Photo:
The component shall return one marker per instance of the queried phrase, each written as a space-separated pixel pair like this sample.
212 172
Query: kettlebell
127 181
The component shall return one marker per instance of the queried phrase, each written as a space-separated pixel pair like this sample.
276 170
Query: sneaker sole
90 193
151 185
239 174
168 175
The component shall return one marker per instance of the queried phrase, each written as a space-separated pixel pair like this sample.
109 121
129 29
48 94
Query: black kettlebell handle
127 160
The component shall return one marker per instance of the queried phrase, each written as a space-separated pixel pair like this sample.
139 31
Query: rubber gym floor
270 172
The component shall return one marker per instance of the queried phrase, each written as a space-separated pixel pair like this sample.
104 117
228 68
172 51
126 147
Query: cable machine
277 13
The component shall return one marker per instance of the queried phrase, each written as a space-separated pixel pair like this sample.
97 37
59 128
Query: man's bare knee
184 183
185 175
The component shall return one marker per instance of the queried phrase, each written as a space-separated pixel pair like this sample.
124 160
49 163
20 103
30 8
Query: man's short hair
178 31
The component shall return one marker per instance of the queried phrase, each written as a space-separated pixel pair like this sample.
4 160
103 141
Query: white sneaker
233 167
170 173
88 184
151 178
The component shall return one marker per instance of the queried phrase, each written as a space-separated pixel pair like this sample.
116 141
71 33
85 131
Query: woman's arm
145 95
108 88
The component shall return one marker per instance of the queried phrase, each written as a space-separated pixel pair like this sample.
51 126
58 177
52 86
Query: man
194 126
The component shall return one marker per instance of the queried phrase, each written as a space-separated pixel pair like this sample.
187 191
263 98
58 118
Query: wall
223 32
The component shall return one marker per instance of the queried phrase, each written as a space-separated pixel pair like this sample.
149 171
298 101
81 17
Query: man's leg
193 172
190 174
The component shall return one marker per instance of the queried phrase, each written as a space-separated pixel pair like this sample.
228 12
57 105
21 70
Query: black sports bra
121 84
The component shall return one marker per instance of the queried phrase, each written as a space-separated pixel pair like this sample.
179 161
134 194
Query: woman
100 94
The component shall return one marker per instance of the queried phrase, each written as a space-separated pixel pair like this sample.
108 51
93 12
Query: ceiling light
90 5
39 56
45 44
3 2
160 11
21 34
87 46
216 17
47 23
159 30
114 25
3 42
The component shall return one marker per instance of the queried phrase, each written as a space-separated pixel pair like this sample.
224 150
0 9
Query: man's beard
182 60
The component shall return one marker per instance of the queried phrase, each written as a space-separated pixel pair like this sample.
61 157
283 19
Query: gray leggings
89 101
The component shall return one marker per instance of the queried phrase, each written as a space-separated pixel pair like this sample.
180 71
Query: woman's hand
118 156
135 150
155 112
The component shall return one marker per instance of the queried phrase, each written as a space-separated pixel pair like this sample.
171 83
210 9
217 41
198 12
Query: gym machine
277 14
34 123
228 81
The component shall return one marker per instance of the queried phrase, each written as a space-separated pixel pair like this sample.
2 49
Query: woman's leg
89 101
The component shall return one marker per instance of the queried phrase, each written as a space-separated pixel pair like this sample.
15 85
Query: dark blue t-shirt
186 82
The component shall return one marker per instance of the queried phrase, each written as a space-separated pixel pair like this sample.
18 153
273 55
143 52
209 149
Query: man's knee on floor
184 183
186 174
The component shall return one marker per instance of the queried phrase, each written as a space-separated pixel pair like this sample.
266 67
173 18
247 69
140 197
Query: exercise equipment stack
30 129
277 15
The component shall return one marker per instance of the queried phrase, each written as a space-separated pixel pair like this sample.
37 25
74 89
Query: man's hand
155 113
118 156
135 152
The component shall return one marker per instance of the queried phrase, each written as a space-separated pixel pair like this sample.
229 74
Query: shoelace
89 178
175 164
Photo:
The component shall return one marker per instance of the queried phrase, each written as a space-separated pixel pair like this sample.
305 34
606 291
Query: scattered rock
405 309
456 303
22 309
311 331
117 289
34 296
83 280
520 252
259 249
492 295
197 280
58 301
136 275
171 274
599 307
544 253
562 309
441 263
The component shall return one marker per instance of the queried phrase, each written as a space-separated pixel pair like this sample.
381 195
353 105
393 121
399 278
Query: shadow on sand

____________________

### Brief
Without changing a word, restate the whole listing.

### Result for this task
Photo:
The component shall return one marker per instance of the queried phrase, each written as a space-separated pixel pair like this sample.
212 172
Query: kettlebell
127 181
The component shall return one marker per instance of the queried phrase, each written as a space-separated pixel pair like this sample.
276 170
Query: sneaker sole
90 193
151 185
239 174
168 175
The component shall return one marker per instance of the queried phrase, each written as a space-separated pixel pair like this sample.
109 121
129 29
48 94
Query: black kettlebell handle
127 160
The component shall return one marker per instance of the queried phrase, each written as a space-separated pixel pair like this sample.
139 31
Query: rubber gym floor
270 172
The component shall return one marker per instance of the queried phrase, each written as a space-separated pixel pair like this sample.
104 117
228 68
172 51
126 147
Query: cable machine
277 13
The component shall return one marker per instance of the queried phrase, each written as a space-separated pixel pair like this sample.
97 37
59 128
Query: man's bare knee
184 183
185 175
The component shall return one marker per instance of the queried phrase, each written as a space-separated pixel pair like this sample.
124 160
49 163
20 103
30 8
Query: man's short hair
178 31
The component shall return one marker per instance of the queried phrase, each written as a space-separated pixel pair like this sample.
4 160
103 141
Query: white sneaker
233 167
170 173
88 184
151 178
The component shall return one marker per instance of the queried phrase, each written as a space-separated pixel pair like this sample.
116 141
71 33
85 131
Query: woman's arm
145 95
108 88
The component shall return one marker per instance of the queried phrase, each written as a space-separated pixel pair like this sample.
51 126
58 177
52 86
Query: man
194 126
The component shall return one marker per instance of the queried phrase, each written as a space-separated pixel pair like this sample.
187 191
263 98
58 118
Query: wall
223 32
The component shall return one marker per instance of the queried phrase, each written as a space-separated pixel pair like this sample.
149 171
298 101
81 17
Query: man's leg
193 172
190 174
The component shall return one marker per instance of the queried phrase, each written as a space-separated pixel pair like this sample.
228 12
57 105
21 70
Query: black sports bra
121 84
The component shall return one marker per instance of the queried phrase, each written as a space-separated pixel pair like this sample.
179 161
134 194
Query: woman
100 94
The component shall return one marker per instance of the queried phrase, each written as a space-separated pixel pair like this sample.
108 51
93 12
Query: ceiling light
90 5
39 56
45 44
3 2
160 11
21 34
87 46
216 17
47 23
159 30
114 25
3 42
The component shall return one marker per instance of the queried phrase, each written as a space-separated pixel pair like this sample.
224 150
0 9
Query: man's beard
182 60
The component shall return one marker per instance of the queried phrase, each written as a space-separated pixel pair like this sample.
61 157
283 19
Query: gray leggings
89 101
The component shall return one marker per instance of the queried phrase, each written as a space-separated pixel pair like this sample.
180 71
Query: woman's hand
118 156
135 150
155 112
The component shall return one marker per instance of the queried phrase, each written as a space-separated pixel pair like this sample.
171 83
210 9
217 41
198 12
Query: gym machine
277 14
34 123
228 81
The component shall return one marker per instance of the queried phrase, each written as a space-separated pixel pair like this sample.
2 49
Query: woman's leg
89 101
The component shall return one marker per instance of the queried phrase, each written as a space-separated pixel pair like this sample.
15 85
Query: dark blue t-shirt
186 82
The component shall return one marker per instance of the queried phrase, each written as a space-separated pixel pair like this sample.
18 153
273 55
143 52
209 149
Query: man's knee on floor
184 183
186 174
The component shall return one marker per instance of the queried phrase, each written as a space-separated pixel pair like this sample.
266 67
173 18
247 69
140 197
Query: exercise equipment stack
30 129
277 15
The component shall return one marker per instance of the queried phrase, each written as a space-separated pixel pair like this sample.
37 25
74 89
Query: man's hand
155 113
118 156
135 152
The component shall return one marker per instance of the queried phrase, each written as a space-separated pixel pair like this sample.
229 74
Query: shoelace
89 178
175 164
Photo:
The component shall return one marker per instance of the queried phrase, each written as a space-separated pixel pair like this sample.
305 34
606 291
Query: scattered rock
405 309
456 303
22 309
311 331
117 289
34 296
83 280
520 252
259 249
492 295
197 280
58 301
136 275
171 274
599 307
544 253
562 309
441 263
The component shall return one marker per instance of the queried phrase, each written as a space-separated pixel pair like this sample.
381 195
353 105
393 121
399 278
Query: shadow on sand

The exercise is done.